## Activity
Please print every record below exactly as it reads.

## Dataset records
========================================================================
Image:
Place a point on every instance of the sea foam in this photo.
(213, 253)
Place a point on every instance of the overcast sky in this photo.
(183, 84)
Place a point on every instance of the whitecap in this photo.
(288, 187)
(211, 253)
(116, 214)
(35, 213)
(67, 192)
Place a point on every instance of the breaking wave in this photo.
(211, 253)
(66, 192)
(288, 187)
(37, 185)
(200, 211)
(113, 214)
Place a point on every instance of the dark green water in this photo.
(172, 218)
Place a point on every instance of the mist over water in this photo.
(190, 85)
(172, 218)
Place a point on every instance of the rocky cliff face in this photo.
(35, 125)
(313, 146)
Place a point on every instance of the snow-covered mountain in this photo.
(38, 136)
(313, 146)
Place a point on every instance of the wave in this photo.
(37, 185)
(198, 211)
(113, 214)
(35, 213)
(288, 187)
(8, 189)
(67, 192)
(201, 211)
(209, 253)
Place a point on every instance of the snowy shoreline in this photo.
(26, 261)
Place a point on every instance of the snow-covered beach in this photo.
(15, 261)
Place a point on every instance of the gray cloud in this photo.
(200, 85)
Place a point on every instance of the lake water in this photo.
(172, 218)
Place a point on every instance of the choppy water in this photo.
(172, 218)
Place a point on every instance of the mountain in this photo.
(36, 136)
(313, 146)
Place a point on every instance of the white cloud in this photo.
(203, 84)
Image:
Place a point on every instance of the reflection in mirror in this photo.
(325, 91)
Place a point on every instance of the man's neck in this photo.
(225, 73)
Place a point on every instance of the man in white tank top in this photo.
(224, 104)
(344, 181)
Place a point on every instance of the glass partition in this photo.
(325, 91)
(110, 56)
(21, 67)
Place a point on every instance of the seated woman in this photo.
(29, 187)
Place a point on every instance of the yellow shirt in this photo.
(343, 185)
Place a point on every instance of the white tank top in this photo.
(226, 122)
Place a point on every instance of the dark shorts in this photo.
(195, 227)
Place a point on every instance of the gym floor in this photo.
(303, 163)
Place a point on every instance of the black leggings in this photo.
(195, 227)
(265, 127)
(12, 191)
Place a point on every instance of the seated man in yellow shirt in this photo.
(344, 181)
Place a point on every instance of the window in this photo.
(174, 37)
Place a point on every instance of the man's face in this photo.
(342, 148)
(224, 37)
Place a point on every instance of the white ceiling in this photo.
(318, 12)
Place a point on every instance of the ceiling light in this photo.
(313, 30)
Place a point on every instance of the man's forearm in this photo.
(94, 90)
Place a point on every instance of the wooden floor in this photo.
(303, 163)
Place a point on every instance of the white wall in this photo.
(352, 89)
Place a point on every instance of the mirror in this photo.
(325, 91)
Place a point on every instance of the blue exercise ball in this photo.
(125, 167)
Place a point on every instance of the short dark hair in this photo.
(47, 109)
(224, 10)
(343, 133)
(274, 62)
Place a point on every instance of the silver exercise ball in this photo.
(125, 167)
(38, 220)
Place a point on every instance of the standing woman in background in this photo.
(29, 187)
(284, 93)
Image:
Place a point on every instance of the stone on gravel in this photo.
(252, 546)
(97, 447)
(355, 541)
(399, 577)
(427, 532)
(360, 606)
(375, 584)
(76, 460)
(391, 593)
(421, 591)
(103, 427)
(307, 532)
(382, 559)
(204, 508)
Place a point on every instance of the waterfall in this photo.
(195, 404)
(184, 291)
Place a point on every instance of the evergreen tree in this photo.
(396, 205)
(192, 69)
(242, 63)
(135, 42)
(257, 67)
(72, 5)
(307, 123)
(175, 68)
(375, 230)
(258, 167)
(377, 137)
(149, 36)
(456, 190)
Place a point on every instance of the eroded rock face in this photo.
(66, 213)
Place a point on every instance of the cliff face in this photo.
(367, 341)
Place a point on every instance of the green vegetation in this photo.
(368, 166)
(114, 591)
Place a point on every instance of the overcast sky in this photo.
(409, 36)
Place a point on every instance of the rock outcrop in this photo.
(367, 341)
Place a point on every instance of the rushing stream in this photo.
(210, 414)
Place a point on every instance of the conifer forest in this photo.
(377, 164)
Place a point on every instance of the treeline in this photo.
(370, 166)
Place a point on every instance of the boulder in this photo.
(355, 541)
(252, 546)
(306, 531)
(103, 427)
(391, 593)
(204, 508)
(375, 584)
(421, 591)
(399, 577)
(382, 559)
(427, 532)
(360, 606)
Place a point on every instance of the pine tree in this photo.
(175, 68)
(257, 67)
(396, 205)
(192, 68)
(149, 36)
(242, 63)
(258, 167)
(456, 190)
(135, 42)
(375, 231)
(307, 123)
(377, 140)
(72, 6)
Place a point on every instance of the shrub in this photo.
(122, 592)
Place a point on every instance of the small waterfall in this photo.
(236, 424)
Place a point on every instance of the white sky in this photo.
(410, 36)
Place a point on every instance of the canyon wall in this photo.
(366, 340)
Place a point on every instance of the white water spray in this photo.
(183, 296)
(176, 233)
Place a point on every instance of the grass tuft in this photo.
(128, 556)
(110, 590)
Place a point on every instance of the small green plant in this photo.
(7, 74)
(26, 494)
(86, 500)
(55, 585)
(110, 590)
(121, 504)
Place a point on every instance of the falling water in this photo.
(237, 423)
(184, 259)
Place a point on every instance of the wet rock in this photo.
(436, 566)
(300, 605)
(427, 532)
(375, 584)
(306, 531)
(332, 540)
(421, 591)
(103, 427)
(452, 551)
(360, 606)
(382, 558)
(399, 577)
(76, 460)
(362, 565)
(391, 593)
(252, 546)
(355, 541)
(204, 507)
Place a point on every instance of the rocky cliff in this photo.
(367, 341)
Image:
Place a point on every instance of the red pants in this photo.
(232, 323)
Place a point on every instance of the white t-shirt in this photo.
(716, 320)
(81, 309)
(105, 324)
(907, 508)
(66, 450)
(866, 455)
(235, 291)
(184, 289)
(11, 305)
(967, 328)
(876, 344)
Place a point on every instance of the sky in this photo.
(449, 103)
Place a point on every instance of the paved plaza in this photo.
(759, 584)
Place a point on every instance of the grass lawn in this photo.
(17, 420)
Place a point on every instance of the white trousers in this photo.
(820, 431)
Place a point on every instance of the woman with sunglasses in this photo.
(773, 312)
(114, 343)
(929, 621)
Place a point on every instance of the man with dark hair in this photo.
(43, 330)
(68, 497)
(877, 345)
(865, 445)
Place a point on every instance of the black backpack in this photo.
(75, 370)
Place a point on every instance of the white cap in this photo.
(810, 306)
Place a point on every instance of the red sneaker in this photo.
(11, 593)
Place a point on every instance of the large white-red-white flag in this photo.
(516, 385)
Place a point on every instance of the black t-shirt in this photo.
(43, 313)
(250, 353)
========================================================================
## Response
Image:
Place a point on every instance of the sea foam in this photo.
(213, 253)
Place a point on every instance of the overcast sky in this photo.
(183, 84)
Place a point on every instance of the whitecap in this photo.
(288, 187)
(211, 253)
(116, 214)
(35, 213)
(67, 192)
Place a point on every instance of the breaking wave in this photo.
(211, 253)
(66, 192)
(288, 187)
(37, 185)
(200, 211)
(113, 214)
Place a point on every instance of the dark green water in this photo.
(172, 218)
Place a point on every instance of the mist over water in this photo.
(190, 85)
(172, 218)
Place a point on every instance of the rocky cliff face in this photo.
(35, 125)
(313, 146)
Place a point on every instance of the snow-covered mountain in this photo.
(38, 136)
(313, 146)
Place a point on every instance of the wave in this photo.
(37, 185)
(198, 211)
(113, 214)
(35, 213)
(288, 187)
(8, 189)
(67, 192)
(201, 211)
(209, 253)
Place a point on every instance of the snowy shoreline in this photo.
(26, 261)
Place a point on every instance of the snow-covered beach in this photo.
(15, 261)
Place a point on every instance of the gray cloud in this photo.
(200, 85)
Place a point on every instance of the lake water in this photo.
(172, 218)
Place a point on every instance of the choppy water in this photo.
(172, 218)
Place a point on every instance of the mountain in this photo.
(36, 136)
(313, 146)
Place a point on every instance of the white cloud in this photo.
(203, 84)
Image:
Place a point on every instance of the reflection in mirror in this photo.
(325, 91)
Place a point on every instance of the man's neck in this photo.
(225, 73)
Place a point on every instance of the man in white tank top in this photo.
(224, 104)
(344, 181)
Place a point on every instance of the glass partition in this photo.
(325, 91)
(110, 56)
(21, 67)
Place a point on every instance of the seated woman in this photo.
(29, 187)
Place a point on every instance of the yellow shirt in this photo.
(343, 185)
Place a point on every instance of the white tank top in this photo.
(226, 122)
Place a point on every instance of the dark shorts in this photo.
(195, 227)
Place a point on every instance of the gym floor in this photo.
(303, 163)
Place a point on every instance of the black leggings in this photo.
(195, 227)
(265, 127)
(12, 191)
Place a point on every instance of the seated man in yellow shirt in this photo.
(344, 181)
Place a point on every instance of the window in this photo.
(174, 37)
Place a point on every instance of the man's face in this photo.
(342, 148)
(224, 37)
Place a point on every instance of the white ceiling in this photo.
(318, 12)
Place a point on every instance of the ceiling light in this photo.
(313, 30)
Place a point on every instance of the man's forearm in this photo.
(94, 90)
Place a point on every instance of the wooden floor in this photo.
(303, 163)
Place a point on every instance of the white wall in this photo.
(352, 89)
Place a point on every instance of the mirror in this photo.
(325, 91)
Place a point on every instance of the blue exercise ball in this photo.
(125, 167)
Place a point on every instance of the short dark hair in this photo.
(47, 109)
(224, 10)
(343, 133)
(274, 62)
Place a point on every instance of the silver exercise ball in this photo.
(125, 167)
(38, 220)
Place a point on every instance of the standing woman in background in this photo.
(29, 187)
(284, 93)
Image:
Place a point on every instance of the stone on gravel in this photo.
(252, 546)
(97, 447)
(355, 541)
(399, 577)
(427, 532)
(360, 606)
(375, 584)
(76, 460)
(391, 593)
(421, 591)
(103, 427)
(307, 532)
(382, 559)
(204, 508)
Place a point on every instance of the waterfall in this photo.
(195, 404)
(184, 291)
Place a point on every instance of the evergreen tree in this photo.
(396, 205)
(192, 69)
(242, 63)
(135, 42)
(257, 67)
(72, 5)
(307, 123)
(175, 68)
(375, 230)
(258, 167)
(377, 137)
(149, 36)
(456, 190)
Place a point on every instance of the eroded rock face in this photo.
(66, 213)
Place a point on every instance of the cliff face in this photo.
(367, 341)
Place a point on every instance of the green vegetation in this photo.
(368, 166)
(114, 591)
Place a point on every instance of the overcast sky in this photo.
(409, 36)
Place a point on every instance of the rock outcrop in this photo.
(367, 341)
Place a point on every instance of the rushing stream in this photo.
(210, 414)
Place a point on every instance of the conifer forest in this photo.
(377, 164)
Place a point on every instance of the treeline in this photo.
(370, 166)
Place a point on every instance of the boulder in this photo.
(355, 541)
(252, 546)
(306, 531)
(103, 427)
(391, 593)
(204, 508)
(375, 584)
(421, 591)
(399, 577)
(382, 559)
(427, 532)
(360, 606)
Place a point on every instance of the pine tree in this photo.
(175, 68)
(257, 67)
(396, 205)
(192, 68)
(149, 36)
(242, 63)
(258, 167)
(456, 190)
(135, 42)
(375, 231)
(307, 123)
(377, 140)
(72, 6)
Place a point on every instance of the shrub in this photo.
(122, 592)
Place a point on every instance of the small waterfall in this photo.
(236, 424)
Place a point on every instance of the white sky in this photo.
(410, 36)
Place a point on every instance of the canyon wall in this photo.
(366, 340)
Place a point on every instance of the white water spray in this photo.
(183, 296)
(176, 233)
Place a point on every instance of the grass tuft in this photo.
(128, 556)
(110, 590)
Place a point on every instance of the small green plant in this photo.
(7, 74)
(26, 494)
(86, 500)
(55, 585)
(110, 590)
(121, 504)
Place a point on every instance of the falling water in this photo.
(237, 423)
(184, 259)
Place a point on every instance of the wet rock in this photo.
(436, 566)
(300, 605)
(427, 532)
(375, 584)
(306, 531)
(332, 540)
(421, 591)
(103, 427)
(452, 551)
(360, 606)
(382, 558)
(399, 577)
(76, 460)
(362, 565)
(391, 593)
(252, 546)
(355, 541)
(204, 507)
Place a point on every instance of the rocky cliff in this photo.
(367, 341)
Image:
Place a point on every instance of the red pants in this photo.
(232, 323)
Place a point on every instance of the white t-shirt in this photo.
(716, 320)
(81, 309)
(105, 324)
(907, 508)
(66, 450)
(866, 455)
(235, 291)
(184, 289)
(11, 305)
(967, 328)
(876, 344)
Place a point on every instance of the sky in this photo.
(449, 103)
Place a point on every instance of the paved plaza in this photo.
(759, 584)
Place a point on every instance of the grass lawn in this photo.
(17, 420)
Place a point on every instance of the white trousers in this photo.
(820, 431)
Place a point on every instance of the woman with sunglasses in this photo.
(773, 312)
(114, 343)
(929, 621)
Place a point on every instance of the man with dark hair in this photo.
(43, 330)
(68, 497)
(877, 345)
(865, 445)
Place a point on every instance of the black backpack in this photo.
(75, 370)
Place a point on every instance of the white cap in this photo.
(810, 306)
Place a point on every instance of the red sneaker in this photo.
(11, 593)
Place a point on every instance of the large white-red-white flag in this photo.
(516, 385)
Place a point on every instance of the black t-shirt in this photo.
(43, 313)
(250, 353)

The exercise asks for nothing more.